→ WHAT THE EXERCISE ASKS
Send back all of the data, word for word.

→ RECORDS
★ ★ ★
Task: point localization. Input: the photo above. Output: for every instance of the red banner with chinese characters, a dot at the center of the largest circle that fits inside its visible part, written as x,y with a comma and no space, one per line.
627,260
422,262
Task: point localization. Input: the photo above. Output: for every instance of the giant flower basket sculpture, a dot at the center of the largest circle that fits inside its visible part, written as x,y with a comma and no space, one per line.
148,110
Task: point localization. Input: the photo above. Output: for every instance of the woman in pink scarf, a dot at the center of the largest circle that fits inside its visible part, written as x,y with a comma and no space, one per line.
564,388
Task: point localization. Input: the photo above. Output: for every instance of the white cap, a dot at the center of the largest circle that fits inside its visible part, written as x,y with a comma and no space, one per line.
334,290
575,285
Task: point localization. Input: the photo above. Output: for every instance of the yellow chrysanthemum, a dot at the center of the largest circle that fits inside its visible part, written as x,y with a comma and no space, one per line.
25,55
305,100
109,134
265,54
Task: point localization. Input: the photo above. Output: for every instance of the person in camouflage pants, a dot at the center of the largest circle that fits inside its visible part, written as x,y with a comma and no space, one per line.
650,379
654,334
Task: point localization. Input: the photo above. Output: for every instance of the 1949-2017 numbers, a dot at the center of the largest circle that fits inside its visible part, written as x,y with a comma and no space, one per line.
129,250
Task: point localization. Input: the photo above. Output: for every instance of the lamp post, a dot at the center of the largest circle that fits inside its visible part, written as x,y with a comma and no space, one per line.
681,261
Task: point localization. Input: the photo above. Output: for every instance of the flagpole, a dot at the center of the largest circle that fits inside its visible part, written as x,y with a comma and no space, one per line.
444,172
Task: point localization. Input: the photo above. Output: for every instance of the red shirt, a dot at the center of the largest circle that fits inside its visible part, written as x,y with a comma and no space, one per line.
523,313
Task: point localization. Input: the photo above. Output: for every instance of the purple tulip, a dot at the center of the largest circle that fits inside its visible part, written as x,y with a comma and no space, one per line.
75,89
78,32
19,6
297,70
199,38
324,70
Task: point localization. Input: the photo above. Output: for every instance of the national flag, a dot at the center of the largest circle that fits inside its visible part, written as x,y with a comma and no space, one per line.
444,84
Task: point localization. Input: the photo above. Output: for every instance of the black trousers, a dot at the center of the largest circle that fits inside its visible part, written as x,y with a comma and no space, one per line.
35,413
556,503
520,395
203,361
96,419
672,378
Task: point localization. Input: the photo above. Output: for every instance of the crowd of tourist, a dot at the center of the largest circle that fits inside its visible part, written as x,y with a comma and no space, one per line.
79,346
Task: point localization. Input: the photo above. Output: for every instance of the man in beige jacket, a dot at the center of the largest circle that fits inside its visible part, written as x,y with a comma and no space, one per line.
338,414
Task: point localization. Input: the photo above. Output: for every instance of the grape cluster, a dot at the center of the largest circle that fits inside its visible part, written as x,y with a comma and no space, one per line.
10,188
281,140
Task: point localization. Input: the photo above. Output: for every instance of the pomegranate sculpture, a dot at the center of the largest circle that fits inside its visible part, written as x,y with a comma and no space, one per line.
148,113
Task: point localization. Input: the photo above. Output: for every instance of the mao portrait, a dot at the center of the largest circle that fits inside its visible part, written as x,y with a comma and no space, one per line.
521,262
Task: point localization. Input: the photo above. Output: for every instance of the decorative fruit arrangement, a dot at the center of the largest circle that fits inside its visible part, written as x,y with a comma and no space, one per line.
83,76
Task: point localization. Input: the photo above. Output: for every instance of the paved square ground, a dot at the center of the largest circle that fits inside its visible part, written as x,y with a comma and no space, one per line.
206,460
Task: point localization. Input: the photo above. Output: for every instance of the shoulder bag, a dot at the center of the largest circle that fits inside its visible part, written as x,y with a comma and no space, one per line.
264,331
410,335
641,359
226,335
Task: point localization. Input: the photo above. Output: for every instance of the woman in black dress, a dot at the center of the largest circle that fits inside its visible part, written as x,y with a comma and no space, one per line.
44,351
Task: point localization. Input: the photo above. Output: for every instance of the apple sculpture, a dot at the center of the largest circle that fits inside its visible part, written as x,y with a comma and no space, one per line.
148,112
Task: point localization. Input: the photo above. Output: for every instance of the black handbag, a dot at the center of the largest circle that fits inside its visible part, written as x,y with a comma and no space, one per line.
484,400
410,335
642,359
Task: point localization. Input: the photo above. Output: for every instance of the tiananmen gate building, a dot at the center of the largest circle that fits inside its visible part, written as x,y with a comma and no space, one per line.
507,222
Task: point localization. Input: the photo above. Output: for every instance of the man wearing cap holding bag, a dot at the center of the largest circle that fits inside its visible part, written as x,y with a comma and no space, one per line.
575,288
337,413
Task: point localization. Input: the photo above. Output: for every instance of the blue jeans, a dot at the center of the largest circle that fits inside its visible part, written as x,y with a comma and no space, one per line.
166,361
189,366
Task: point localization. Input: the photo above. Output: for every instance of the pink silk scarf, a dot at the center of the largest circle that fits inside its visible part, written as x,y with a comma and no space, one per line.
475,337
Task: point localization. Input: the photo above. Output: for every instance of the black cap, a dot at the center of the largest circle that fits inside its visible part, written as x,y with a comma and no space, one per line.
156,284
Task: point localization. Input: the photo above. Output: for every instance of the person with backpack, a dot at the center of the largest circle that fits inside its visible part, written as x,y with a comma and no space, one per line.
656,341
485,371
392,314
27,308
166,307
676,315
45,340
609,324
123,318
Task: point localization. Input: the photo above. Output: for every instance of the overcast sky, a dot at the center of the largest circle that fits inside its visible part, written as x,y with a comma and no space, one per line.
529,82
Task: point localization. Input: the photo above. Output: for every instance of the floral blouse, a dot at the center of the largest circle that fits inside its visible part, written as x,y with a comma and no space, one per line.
★ ★ ★
→ RESPONSE TO THIS TASK
Task: point localization. Input: the photo above. Output: for every instance of the red banner with chinese characters, a dot at the center of the largest circle that fits inside its visible part, written as x,y with a comma and no space, one per line.
627,260
422,262
Task: point localization. Input: the photo above. Output: for every instance of the giant flower basket sculpture, a dot at the center of the largest circle that fits inside its visible part, written as x,y with a comma and no space, one per line.
148,110
Task: point localization. Input: the photo above. Output: for every instance of the woman in pink scarf, a dot at the center of the largest circle that fits inside its visible part, written as x,y with a comma and no space, one per line.
564,388
Task: point localization. Input: the photo above. Output: for every instance of the white cap, a dot at the center of the largest circle that fits inside its visible part, written as x,y with a comma and no space, one per line.
334,290
575,285
Task: point localization. Input: the photo above. Output: for every instance of the yellow chrysanthemum, a dot at the center of the largest circle that fits inside its visible part, written as x,y with a comma and no space, one per line.
25,55
305,100
109,134
265,54
Task: point localization. Input: the photo above. Output: for every instance of the person in camouflage pants, a dot at the center of the largest circle that fits inside its visible part, written as x,y with a comma and no space, one per line.
650,379
654,334
Task: point localization. Input: the photo above. Output: for every instance of the 1949-2017 numbers, a dot at the center of the largest circle that fits inside its visible part, written as x,y with a comma and no space, one per line.
129,250
Task: point localization. Input: the photo above. Output: for every instance of the lamp post, a dot at the center of the largest circle that fits inside its visible part, written as x,y with a comma and no space, one per line.
681,261
Task: point localization. Input: the photo above. Output: for every instance of the flagpole, a dot at the center of the largest circle that fits inside its visible part, written as x,y with a comma and no space, one per line.
444,172
Task: point localization. Input: the photo above. Output: for every instance of the red shirt, a dot at the center of the largest circle that fits inside its visible part, written as x,y with a comma and no space, one per line.
523,313
Task: point localization. Input: the photo above. Output: for every instance of the purple tulip, a dot at the center of the largest circle that fits inside its visible part, written as x,y with a comma and no space, one per line.
75,89
78,32
19,6
297,70
199,38
324,70
Task: point localization. Input: the photo above. Output: for every instance of the national flag, a dot at the center of the largest circle that fits inside its visible part, written as x,y with a comma and no space, one per line.
444,84
Task: point localization. Input: the photo above. Output: for every instance of the black trousers, a dot at the center of the largest circle that fits inside its visible part, written as x,y with a comma and no space, one per line.
35,413
556,503
520,395
203,361
96,419
672,378
Task: point localization. Input: the photo above. Output: for every instance of the crowd of tourist, a dot at the center of the largest circle that fits inside its visible part, written as x,y with a comma and no space, one per line.
79,346
Task: point localization. Input: the photo above. Output: for every instance of the man in beige jacket, a dot at the center of the largest circle that fits inside its visible part, written as x,y with a comma and no space, one per line.
338,414
Task: point localization. Input: the photo above. Output: for every instance of the grape cluster, a dot at the center of the largest circle that fits inside its visible part, written as x,y with a comma and no space, one per line.
10,188
281,140
Task: point localization. Input: the photo above. Output: for every instance of the pomegranate sculpture, a dot at the center of the largest circle that fits inside its visible part, written as x,y with a comma and no space, one per line.
148,113
Task: point localization. Input: the photo above. Output: for every instance of the mao portrait, a dot at the center of the largest circle that fits inside its visible part, written as x,y with a comma and no space, one per line.
521,262
Task: point localization. Input: the photo above. Output: for every instance of the decorative fruit arrangement, a dot at the center of the largest circle that fits inside its visible part, written as x,y with a comma and no space, one per line.
83,76
Task: point localization. Input: the photo above. Output: for every instance of the paved square ground, a dot at the center of the largest circle that fits inside its visible part, written as x,y with a comma and no space, one per line.
206,460
Task: point localization. Input: the photo above. Output: for every instance of the shoulder bag, a dot at the center of the largest circle that fits inside its visible part, written as x,y with a comma and no space, one per line.
264,331
410,335
641,359
226,335
Task: point localization. Input: the photo above. Output: for every instance of the woman in black dress, a dot at the center of the largest circle that fits inside its visible part, written as x,y with a comma and no space, one per line.
44,351
Task: point localization. Input: the photo above. Output: for every instance of the apple sculpture, a dot at the center of the largest circle that fits inside its visible part, written as x,y with a comma and no space, one per line.
148,112
Task: point localization. Input: the photo above. Output: for every instance of the black handbag, a dot at the center of the largest circle that fits inside its visible part, written as x,y with a comma and no space, one per line.
484,400
410,335
642,359
Task: point localization. Input: the photo above. Output: for every instance of the tiananmen gate building, a dot at the center of the largest circle that fits inside its visible part, written as x,y with a comma and no space, one per line.
507,222
Task: point localization. Input: the photo above. Output: for every instance of the man wearing cap holding bag, a dot at the center of the largest circle that fits inside its visible part, written as x,y with a comma and no space, one per line.
575,288
337,413
Task: point localization. Input: the photo above. Output: for every instance of the blue jeans, a dot at the center of the largest circle that fits inside its visible part, written as x,y with a comma and no space, one per line.
166,361
189,366
Task: point localization. Input: the photo above. Output: for every instance of the pink silk scarf, a dot at the center of the largest circle that fits inside its visible part, written as x,y with a comma and no space, one per line.
475,337
Task: point localization. Input: the photo above. Output: for every instance of the black cap, a dot at the center of the largest circle that fits inside its visible part, written as x,y with a comma and no space, one per line.
156,284
Task: point localization. Input: the photo above. Output: for every instance of the person with backpack, a dot at the center of the largest circle that fits inside its visible part, written as x,y with a comma and no space, one per line.
656,341
485,371
392,314
27,308
166,307
676,315
45,340
609,324
123,318
Task: point localization. Input: the photo above. Output: for every instance of the overcast sky, a dot at the center of the largest circle that fits inside its visible part, written as x,y with a comma and no space, one per line.
529,82
Task: point localization. Input: the photo above. Output: for every instance of the floral blouse, a dot at the center of the largest circle that fits inside its visible part, written as x,y with a comma and no space, one per line.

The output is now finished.